:: How to complete this task ::
All of the data that follows is to be written out exactly, with images excluded.
Data supplied section start
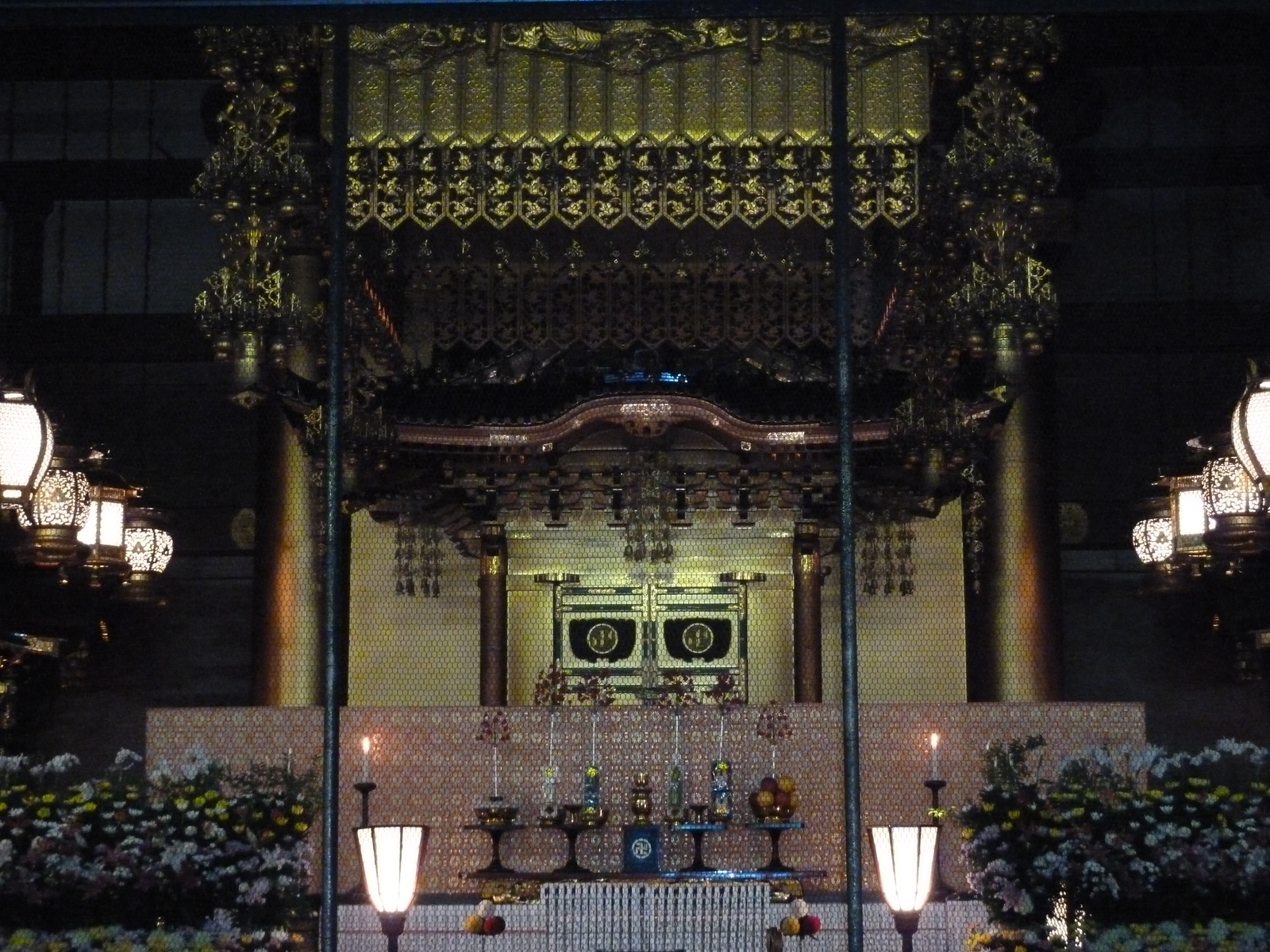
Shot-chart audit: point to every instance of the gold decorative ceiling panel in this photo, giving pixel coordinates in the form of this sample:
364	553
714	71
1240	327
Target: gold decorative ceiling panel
Data supplied section end
:: Output for this exercise ::
Shot-chart audit: point to every instance of the gold decorative ceiling panel in this photo, giving pixel coordinates in the form of this sample:
364	553
714	71
1240	327
Target: gold decorative ceiling panel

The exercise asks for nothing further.